▶ AIM OF THE EXERCISE
Repeat word for word the part of the passage on Japan's NISA accounts between "The Japanese government designed" and "discourage investment altogether.", inclusive.

Making the most out of retirement requires careful planning, investment, and saving during your working career. Depending solely on basic government pension programs, such as the National Pension in Japan, can lead to a less than ideal retirement. Fortunately, Japan has several tax-privileged investment accounts that can help grow wealth more efficiently and help you make the most out of your retirement. Two important tax-privileged investment accounts in Japan are NISA and iDeCo accounts.
NISA, which stands for Nippon individual Savings Account, is a tax-privileged investment account. The Japanese government introduced NISA in 2014. Japan created NISA to encourage people to save and invest. Anyone over 20 years of age can use NISA.
The Japanese government designed NISA to be only a temporary program. Consequently, Japan expects NISA to expire in 2025. Passing after ten years may seem unusual for a program designed to encourage investment for the future. However, the Japanese government only intended for NISA to be a short-term program, with only five years of tax privileges.
NISA Account Tax Privileges and Tax-Free Benefits
Many investors have experienced the frustration that capital gains taxes and income tax can cause. The government forcing you to sacrifice large portions of your investment gains can be a massive detriment to reaching your financial goals. In some cases, taxes discourage investment altogether.
NISA accounts allows investors to escape those dreaded capital gains and dividends taxes. With NISA, when investments pay you a dividend, you can reinvest the entire dividend without paying the government a portion of the prize.
Further, any investment gains made in the account will not be subject to Capital Gains Tax (CGT). Not paying capital gains taxes will save you 20-30 percent of your profits.
After the 5-year NISA period, you can withdraw the value of your account without paying any capital gains taxes. Once your NISA period is over, you have the option to reinvest your capital into NISA again, effectively restarting the five years.
The types of investments you can make in a NISA account are primarily in stocks and investment trusts. Investment options will be like what most commission-free stock brokerages currently offer.
A key feature of NISA is that you are responsible for controlling your investments. No account manager is deciding where your money goes and making investment decisions for you.

▶ PROVIDED DATA
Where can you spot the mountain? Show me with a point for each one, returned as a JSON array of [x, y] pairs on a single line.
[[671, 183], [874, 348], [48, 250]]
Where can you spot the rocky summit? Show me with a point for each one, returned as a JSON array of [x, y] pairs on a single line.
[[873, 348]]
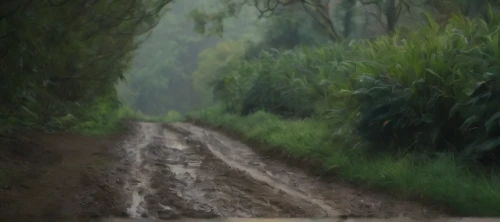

▶ RESULT
The Japanese government designed NISA to be only a temporary program. Consequently, Japan expects NISA to expire in 2025. Passing after ten years may seem unusual for a program designed to encourage investment for the future. However, the Japanese government only intended for NISA to be a short-term program, with only five years of tax privileges.
NISA Account Tax Privileges and Tax-Free Benefits
Many investors have experienced the frustration that capital gains taxes and income tax can cause. The government forcing you to sacrifice large portions of your investment gains can be a massive detriment to reaching your financial goals. In some cases, taxes discourage investment altogether.